REQUIREMENT.
The answer must be every entry below, word for word, with the pictures left out.

··· RECORDS

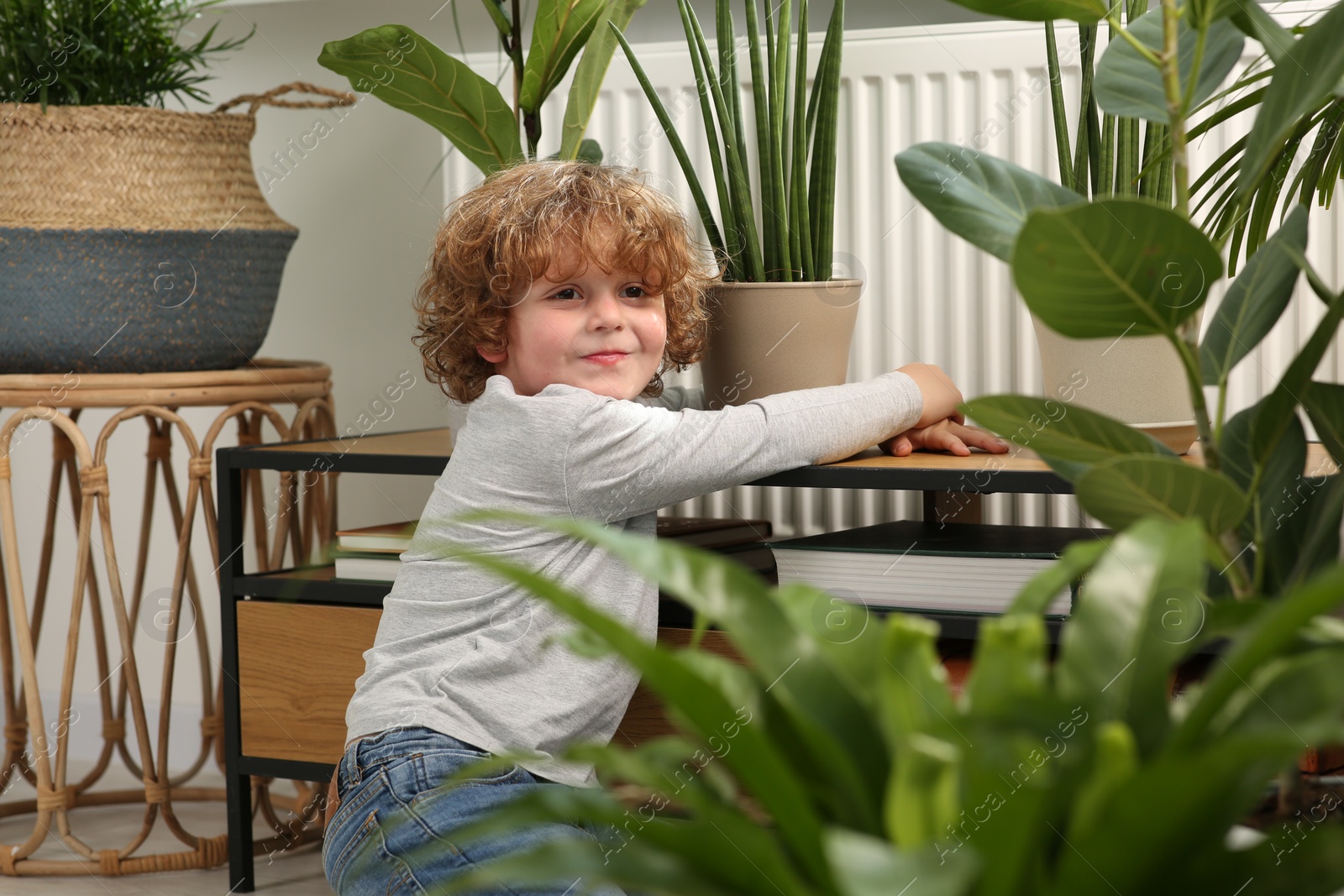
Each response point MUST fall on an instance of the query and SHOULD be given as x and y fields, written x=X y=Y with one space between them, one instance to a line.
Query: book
x=390 y=537
x=707 y=532
x=369 y=553
x=370 y=567
x=958 y=567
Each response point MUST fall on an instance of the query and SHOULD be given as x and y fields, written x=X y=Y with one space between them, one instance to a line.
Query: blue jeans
x=393 y=831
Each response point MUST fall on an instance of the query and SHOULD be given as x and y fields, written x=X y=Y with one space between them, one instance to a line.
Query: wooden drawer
x=297 y=664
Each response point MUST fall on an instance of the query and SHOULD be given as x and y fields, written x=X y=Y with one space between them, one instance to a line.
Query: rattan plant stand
x=302 y=520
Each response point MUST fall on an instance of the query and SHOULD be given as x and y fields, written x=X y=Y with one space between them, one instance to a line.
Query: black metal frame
x=292 y=584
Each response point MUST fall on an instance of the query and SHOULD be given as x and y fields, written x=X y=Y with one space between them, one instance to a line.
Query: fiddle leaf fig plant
x=407 y=71
x=837 y=761
x=1113 y=259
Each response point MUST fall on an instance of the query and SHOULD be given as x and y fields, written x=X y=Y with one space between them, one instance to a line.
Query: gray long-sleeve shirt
x=461 y=652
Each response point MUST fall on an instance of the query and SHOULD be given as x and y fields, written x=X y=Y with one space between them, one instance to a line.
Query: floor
x=296 y=873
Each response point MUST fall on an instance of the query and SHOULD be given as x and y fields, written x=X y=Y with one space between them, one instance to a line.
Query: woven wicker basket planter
x=134 y=239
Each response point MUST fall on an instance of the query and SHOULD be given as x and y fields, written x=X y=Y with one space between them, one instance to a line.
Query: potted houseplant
x=780 y=322
x=839 y=762
x=134 y=238
x=1124 y=149
x=407 y=71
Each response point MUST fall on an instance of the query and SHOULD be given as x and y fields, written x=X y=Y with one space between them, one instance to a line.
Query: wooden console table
x=288 y=719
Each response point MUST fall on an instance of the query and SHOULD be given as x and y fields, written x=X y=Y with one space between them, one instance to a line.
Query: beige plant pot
x=1136 y=379
x=777 y=338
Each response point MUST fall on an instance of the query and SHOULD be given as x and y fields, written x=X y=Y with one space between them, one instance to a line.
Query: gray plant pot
x=108 y=301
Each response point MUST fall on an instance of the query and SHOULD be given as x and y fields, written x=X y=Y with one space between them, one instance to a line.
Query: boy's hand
x=941 y=396
x=948 y=434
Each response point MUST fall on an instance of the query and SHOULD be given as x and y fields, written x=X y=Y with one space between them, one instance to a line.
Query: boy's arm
x=625 y=458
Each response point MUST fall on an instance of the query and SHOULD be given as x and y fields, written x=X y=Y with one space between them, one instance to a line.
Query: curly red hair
x=553 y=217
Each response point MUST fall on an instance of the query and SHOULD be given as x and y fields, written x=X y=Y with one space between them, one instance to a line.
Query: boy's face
x=597 y=331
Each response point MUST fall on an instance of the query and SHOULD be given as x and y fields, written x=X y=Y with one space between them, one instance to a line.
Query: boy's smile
x=600 y=331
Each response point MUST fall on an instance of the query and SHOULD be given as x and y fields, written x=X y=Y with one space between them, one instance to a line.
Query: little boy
x=555 y=297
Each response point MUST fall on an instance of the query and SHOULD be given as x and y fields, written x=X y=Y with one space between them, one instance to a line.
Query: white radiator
x=929 y=297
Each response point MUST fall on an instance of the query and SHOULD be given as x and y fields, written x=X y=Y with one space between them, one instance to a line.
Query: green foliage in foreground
x=1074 y=777
x=111 y=53
x=1117 y=254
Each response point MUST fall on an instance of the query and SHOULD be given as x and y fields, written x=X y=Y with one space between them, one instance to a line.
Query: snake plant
x=796 y=132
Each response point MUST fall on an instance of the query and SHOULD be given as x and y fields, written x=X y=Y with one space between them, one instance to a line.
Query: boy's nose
x=606 y=312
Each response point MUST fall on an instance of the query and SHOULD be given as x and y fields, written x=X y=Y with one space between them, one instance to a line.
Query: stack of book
x=958 y=567
x=371 y=553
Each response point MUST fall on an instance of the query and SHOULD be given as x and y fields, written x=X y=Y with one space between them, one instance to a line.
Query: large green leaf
x=922 y=790
x=1265 y=638
x=1280 y=406
x=1077 y=560
x=1084 y=11
x=407 y=71
x=1167 y=813
x=1113 y=268
x=1260 y=24
x=1273 y=523
x=559 y=31
x=1299 y=694
x=1117 y=652
x=1124 y=490
x=981 y=199
x=870 y=867
x=1115 y=762
x=1129 y=85
x=1010 y=671
x=1070 y=437
x=1254 y=302
x=913 y=684
x=1307 y=76
x=591 y=71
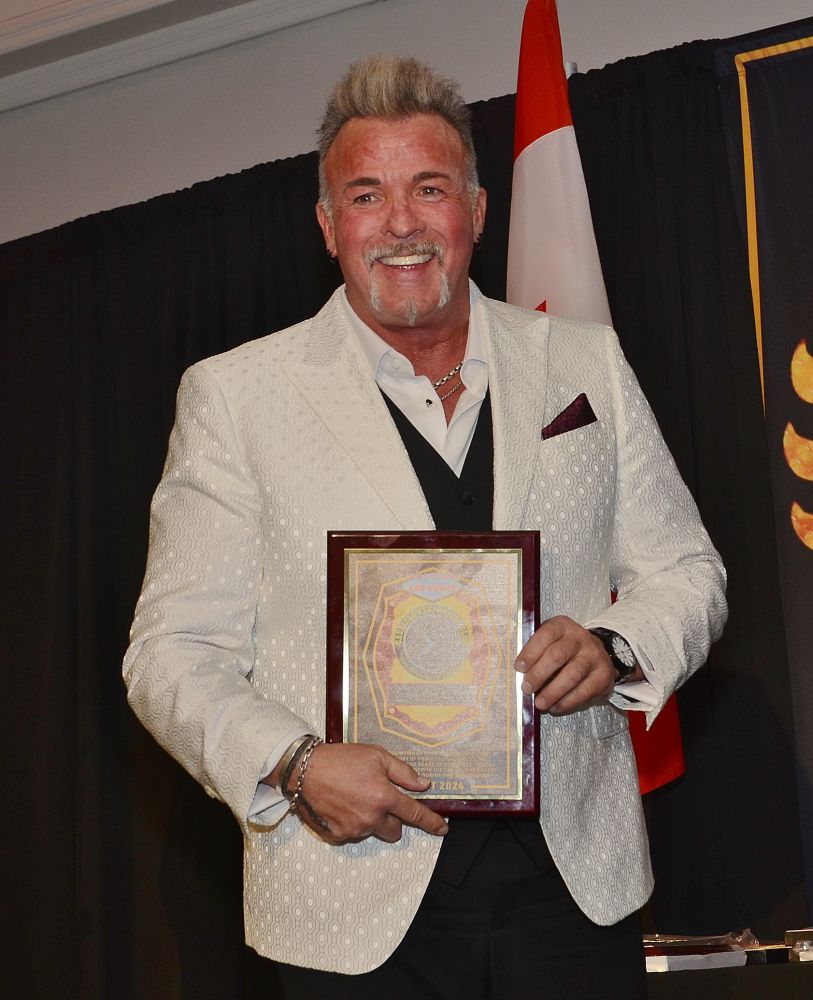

······

WRITTEN RESPONSE.
Each response point MUST fall on an instance of the query and SHOULD be given as x and y fields, written x=X y=Y with one space between them, one instance to a line.
Query: book
x=390 y=537
x=707 y=532
x=369 y=553
x=370 y=567
x=958 y=567
Each response point MUST fall on an instance of the query and SHOULD be given as x and y fields, written x=X y=Y with one space between them, one instance to a line.
Query: blue jeans
x=393 y=831
Each response point MUST fall on an instance of the query and SHOULD be given as x and y fields, written x=X y=Y with one space between them, one instance to a line.
Query: wooden drawer
x=297 y=664
Each response point MUST fall on an instance of the query and SHOULD be given as x and y fields, written x=X y=Y with one space between them, one instance to a line.
Query: rattan plant stand
x=302 y=520
Each response point MUST fall on an instance of the query and SHOULD be given as x and y fields, written x=X y=Y with one space between them, one instance to a line.
Query: black metal frame
x=292 y=584
Each response point MUST fall on an instance of the query and SHOULD be given as x and y fields, written x=X y=Y with one space between them, one instance to a line.
Query: fiddle leaf fig plant
x=407 y=71
x=837 y=761
x=1113 y=259
Each response point MUST fall on an instance of the query and SHOULD be given as x and y fields, written x=X y=Y with one space between them, one instance to a line.
Query: gray long-sleeve shirt
x=461 y=652
Each response point MUST fall on an instance of the query and SHOULD be given as x and y fields, written x=X y=Y with one space between them, one instance to a line.
Query: floor
x=296 y=873
Each response point MUST fall on an instance of the query and SHOULD be given as x and y fields, written x=X y=Y with one space between them, one instance to a line.
Query: woven wicker basket planter
x=134 y=239
Each response point MUST fall on an instance of the query and SHOULD be given as x and y fields, written x=X y=Y with one space between them, one instance to a line.
Query: potted houseplant
x=780 y=322
x=839 y=762
x=134 y=238
x=1124 y=149
x=407 y=71
Each response point MUST fall on an instance of the query and SHOULD be given as x and y fields, written x=X y=Y with one space between them, one instance to a line.
Query: wooden console table
x=288 y=719
Each response point MUST fall on an instance of the query and SHOULD be given as x and y fields, written x=X y=Y with one space between them, one instance to a line.
Query: beige plant pot
x=1136 y=379
x=777 y=338
Each response point MUST fall on an instance of the query and SHOULD be given as x and y fields, written x=X y=Y with one space between them, one instance to a line.
Query: gray plant pot
x=108 y=301
Each response point MUST fall on an instance of the query and SHOULD be given as x and y fields, written x=X y=Y with one space between them, one instance to a line.
Query: boy's hand
x=941 y=396
x=948 y=434
Each response point MUST fall on an instance of the query and SHOULD be given as x and y fields, written x=X y=Y with one space between them, one instance to a line.
Query: boy's arm
x=625 y=458
Each response point MUST fall on an instance of the query and SHOULD be given as x and y fields, written x=X y=Y with one space between them, one instance to a line.
Query: curly red hair
x=553 y=217
Each response point MUST fall on an instance of the query and SHOULD be given as x and y fields, written x=X y=Y with one space between them, one instance to a line.
Query: boy's face
x=597 y=331
Each response point MUST fall on an instance of the query and SHOULD be given as x and y fields, written x=X y=Y with one space between them, one instance to a line.
Query: boy's smile
x=600 y=331
Each response point MUST fall on an instance of the query and SHOULD be given as x and y fields, written x=X y=Y with one space between them, one instance to a line.
Query: little boy
x=555 y=297
Each response point MUST fall on an instance of the query and SHOULD be given as x and y fields, written x=X y=Y with one space between them, one instance to a line.
Query: white radiator
x=929 y=297
Each response point MUST fall on an instance of the query and SHOULD be given as x and y fields, written x=X y=Y with one space between them, one instance to a line.
Query: green foliage in foreground
x=1074 y=777
x=111 y=53
x=1117 y=254
Each response point MUST fall on an instance of the query and SHOULD be given as x and y fields, written x=X y=Y with one space between them, one instance to a line.
Query: snake plant
x=796 y=132
Each response point MUST fall on an instance of the query and SHOULD be given as x and y fields, written x=X y=Y with one space between them, one instance to a line.
Query: boy's nose
x=606 y=312
Each response point MUST fall on an instance of the query and SHOULD be given as x and y fields, written x=X y=Y with one space between them, one instance to a line.
Query: stack of book
x=958 y=567
x=371 y=553
Each response point MUST fall on an instance of the query and SHOULD be given as x and y fields, written x=X y=Y with one space between them, one instance to a line.
Query: large green leaf
x=922 y=790
x=1265 y=638
x=1280 y=406
x=1077 y=560
x=1084 y=11
x=407 y=71
x=1167 y=813
x=1113 y=268
x=1260 y=24
x=1273 y=523
x=559 y=31
x=1299 y=694
x=1117 y=652
x=1124 y=490
x=981 y=199
x=870 y=867
x=1115 y=762
x=1129 y=85
x=1010 y=671
x=1070 y=437
x=1254 y=302
x=913 y=684
x=1307 y=76
x=591 y=71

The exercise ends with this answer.